:: EXTRACTED DATA ::

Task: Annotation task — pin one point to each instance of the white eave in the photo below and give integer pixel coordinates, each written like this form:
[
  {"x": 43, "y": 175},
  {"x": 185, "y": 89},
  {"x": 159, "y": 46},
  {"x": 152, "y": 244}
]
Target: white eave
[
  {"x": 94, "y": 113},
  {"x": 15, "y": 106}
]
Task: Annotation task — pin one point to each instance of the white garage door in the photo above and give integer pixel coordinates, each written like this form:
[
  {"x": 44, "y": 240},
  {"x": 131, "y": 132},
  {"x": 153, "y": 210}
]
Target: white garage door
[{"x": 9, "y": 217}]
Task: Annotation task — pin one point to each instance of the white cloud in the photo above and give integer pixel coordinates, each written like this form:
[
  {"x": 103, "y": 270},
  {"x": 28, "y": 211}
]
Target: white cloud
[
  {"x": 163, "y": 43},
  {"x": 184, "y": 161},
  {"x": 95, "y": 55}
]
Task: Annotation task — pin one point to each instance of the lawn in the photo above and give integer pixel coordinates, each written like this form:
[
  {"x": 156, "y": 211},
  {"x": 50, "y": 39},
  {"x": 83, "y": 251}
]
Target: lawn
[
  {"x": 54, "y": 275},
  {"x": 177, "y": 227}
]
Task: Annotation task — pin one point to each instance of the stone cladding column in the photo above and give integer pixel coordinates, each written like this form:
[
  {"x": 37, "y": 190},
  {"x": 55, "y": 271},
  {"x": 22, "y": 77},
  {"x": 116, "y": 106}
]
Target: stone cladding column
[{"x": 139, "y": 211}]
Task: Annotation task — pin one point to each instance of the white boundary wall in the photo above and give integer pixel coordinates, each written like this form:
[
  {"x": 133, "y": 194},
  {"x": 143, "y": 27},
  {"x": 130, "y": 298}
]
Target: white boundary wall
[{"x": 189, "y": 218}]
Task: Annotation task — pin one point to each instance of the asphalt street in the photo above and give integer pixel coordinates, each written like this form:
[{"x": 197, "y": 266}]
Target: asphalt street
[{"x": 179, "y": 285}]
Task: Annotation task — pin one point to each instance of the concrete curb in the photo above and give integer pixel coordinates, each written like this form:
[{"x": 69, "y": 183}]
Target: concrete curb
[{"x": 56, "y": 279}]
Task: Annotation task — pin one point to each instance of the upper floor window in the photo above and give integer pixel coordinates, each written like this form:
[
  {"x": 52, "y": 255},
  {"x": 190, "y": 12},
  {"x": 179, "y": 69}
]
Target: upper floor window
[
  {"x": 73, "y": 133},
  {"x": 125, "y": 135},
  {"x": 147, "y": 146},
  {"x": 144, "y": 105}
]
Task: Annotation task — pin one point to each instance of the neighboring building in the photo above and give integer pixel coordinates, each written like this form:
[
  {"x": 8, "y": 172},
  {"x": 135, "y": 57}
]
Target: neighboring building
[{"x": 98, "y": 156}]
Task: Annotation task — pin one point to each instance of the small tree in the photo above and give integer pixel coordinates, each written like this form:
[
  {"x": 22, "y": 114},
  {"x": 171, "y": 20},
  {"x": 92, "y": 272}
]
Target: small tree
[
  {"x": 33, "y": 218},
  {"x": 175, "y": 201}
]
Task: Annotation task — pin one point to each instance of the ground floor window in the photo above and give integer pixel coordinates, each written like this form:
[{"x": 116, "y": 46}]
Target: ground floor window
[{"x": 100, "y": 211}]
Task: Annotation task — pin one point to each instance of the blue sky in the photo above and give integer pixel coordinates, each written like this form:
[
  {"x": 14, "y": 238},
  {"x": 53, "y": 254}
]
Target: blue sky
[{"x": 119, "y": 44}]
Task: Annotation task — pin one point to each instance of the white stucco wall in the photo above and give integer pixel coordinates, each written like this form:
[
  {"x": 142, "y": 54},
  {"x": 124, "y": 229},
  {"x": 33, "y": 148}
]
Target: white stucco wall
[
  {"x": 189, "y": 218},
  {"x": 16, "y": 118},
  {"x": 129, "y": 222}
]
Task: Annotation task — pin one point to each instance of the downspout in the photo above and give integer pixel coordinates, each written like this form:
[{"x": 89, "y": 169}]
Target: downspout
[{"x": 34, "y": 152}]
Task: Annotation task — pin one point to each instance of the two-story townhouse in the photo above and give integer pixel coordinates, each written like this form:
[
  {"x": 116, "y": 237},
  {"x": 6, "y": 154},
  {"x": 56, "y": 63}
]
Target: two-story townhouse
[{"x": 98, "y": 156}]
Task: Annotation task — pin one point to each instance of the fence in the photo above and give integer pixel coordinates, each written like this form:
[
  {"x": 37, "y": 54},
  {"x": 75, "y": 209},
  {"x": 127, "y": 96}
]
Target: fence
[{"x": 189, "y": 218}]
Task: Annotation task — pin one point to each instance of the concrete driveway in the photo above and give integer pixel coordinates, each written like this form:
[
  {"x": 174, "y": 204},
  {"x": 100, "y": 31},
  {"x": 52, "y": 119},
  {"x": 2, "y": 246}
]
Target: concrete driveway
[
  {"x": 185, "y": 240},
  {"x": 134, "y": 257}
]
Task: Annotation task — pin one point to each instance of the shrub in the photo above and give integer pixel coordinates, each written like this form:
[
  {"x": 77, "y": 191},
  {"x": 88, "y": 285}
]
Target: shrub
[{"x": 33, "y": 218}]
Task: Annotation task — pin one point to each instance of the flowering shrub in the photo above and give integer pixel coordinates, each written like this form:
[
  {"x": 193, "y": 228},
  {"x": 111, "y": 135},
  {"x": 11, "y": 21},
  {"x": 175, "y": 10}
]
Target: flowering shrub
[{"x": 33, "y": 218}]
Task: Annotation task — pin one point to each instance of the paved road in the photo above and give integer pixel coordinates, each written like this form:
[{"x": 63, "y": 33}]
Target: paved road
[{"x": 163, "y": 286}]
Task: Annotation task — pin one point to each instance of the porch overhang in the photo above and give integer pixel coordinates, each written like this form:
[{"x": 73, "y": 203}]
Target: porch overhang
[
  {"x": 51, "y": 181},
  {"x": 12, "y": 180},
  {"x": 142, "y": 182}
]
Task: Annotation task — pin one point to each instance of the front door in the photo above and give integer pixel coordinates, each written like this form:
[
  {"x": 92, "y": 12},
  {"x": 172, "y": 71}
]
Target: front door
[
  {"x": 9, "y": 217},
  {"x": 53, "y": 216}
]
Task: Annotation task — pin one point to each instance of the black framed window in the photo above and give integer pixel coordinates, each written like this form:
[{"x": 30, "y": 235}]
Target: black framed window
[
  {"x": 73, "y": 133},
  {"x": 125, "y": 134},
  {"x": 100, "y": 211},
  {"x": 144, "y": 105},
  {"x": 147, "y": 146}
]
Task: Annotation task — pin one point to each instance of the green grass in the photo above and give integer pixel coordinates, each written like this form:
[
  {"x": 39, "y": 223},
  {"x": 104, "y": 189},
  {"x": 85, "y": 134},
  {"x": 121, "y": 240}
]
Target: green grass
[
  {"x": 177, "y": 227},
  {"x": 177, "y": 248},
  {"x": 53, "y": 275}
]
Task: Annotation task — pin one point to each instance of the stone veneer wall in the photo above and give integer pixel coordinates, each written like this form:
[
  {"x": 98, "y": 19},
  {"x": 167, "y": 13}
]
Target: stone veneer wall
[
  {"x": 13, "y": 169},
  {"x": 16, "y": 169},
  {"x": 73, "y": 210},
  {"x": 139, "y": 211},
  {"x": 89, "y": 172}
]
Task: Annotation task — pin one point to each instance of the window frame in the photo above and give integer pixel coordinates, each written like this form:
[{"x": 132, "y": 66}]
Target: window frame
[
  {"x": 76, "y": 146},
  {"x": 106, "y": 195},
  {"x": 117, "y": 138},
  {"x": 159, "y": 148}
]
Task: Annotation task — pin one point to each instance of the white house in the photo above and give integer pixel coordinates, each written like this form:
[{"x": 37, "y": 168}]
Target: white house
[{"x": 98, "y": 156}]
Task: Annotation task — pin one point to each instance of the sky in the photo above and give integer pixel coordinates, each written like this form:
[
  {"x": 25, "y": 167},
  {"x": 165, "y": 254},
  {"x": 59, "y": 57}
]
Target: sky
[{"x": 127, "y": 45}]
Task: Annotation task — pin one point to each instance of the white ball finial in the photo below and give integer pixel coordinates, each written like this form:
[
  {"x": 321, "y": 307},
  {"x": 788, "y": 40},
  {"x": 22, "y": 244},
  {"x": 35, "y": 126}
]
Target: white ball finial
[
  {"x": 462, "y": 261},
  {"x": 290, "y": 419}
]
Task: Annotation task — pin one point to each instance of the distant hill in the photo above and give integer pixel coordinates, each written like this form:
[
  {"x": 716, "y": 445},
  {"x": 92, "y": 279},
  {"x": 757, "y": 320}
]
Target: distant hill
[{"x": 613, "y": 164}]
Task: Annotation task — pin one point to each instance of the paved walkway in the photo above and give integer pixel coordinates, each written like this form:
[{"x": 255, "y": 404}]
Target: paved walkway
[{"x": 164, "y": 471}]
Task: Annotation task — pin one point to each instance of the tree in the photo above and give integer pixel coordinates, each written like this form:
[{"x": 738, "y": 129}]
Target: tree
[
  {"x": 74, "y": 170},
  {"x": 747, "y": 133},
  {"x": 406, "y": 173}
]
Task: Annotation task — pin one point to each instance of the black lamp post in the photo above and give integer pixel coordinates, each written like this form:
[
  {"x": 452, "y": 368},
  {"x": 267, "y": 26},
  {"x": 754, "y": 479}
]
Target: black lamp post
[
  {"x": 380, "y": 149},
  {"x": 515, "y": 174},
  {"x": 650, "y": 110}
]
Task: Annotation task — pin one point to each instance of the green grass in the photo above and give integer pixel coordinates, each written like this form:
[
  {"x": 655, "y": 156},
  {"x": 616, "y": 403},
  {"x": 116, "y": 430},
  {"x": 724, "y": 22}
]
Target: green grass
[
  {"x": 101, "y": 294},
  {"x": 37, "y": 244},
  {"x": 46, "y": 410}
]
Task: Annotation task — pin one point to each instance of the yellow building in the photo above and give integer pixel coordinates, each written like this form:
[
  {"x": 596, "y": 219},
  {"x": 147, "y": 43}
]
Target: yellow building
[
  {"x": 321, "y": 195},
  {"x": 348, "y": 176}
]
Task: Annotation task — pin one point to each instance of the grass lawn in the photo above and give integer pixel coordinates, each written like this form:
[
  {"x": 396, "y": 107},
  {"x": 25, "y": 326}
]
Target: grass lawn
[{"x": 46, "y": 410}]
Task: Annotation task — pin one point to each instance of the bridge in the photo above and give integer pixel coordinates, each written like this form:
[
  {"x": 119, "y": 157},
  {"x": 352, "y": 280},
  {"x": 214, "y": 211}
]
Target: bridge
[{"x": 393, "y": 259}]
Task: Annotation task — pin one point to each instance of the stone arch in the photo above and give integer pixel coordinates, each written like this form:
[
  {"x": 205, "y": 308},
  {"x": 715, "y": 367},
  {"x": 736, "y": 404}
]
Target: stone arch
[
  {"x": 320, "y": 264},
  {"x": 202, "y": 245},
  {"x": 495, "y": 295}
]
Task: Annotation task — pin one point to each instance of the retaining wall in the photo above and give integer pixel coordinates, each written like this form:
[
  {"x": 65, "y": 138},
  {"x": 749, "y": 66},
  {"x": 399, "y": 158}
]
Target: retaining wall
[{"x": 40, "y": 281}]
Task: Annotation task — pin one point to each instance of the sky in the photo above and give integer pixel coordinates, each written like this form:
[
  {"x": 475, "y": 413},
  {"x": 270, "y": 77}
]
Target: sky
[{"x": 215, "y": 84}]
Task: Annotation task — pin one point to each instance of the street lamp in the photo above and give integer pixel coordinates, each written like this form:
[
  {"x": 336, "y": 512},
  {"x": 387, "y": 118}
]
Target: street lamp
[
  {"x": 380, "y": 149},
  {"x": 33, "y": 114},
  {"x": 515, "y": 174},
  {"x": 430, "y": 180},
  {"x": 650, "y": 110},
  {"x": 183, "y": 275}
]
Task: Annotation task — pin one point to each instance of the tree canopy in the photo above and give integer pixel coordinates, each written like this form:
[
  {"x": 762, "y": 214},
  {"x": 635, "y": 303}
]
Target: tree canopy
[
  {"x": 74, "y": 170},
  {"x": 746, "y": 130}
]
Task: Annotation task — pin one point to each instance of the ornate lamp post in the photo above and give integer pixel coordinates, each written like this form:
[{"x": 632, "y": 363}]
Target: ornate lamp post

:::

§ **WHAT YOU WILL DO**
Repeat only the lines running from the line that contains "of the street" through the last line above, inclusive.

§ **THE RESULT**
Task: Annotation task — pin one point to each instance of the street lamp in the photo above and give integer pixel coordinates, each written like this form:
[
  {"x": 336, "y": 512},
  {"x": 387, "y": 118}
]
Target: street lamp
[
  {"x": 380, "y": 149},
  {"x": 33, "y": 114},
  {"x": 515, "y": 174},
  {"x": 430, "y": 180},
  {"x": 650, "y": 110},
  {"x": 183, "y": 275}
]
Task: Annotation task — pin one point to each instance of the tree canopy in the photo above and give integer pixel coordinates, each written like this form:
[
  {"x": 762, "y": 214},
  {"x": 635, "y": 303}
]
Target: tree canopy
[
  {"x": 74, "y": 170},
  {"x": 746, "y": 130}
]
Task: Annotation task — pin one point to each instance of the ornate lamp post in the photo above and give integer pixel coordinates, each written like this form:
[{"x": 632, "y": 363}]
Target: ornate lamp post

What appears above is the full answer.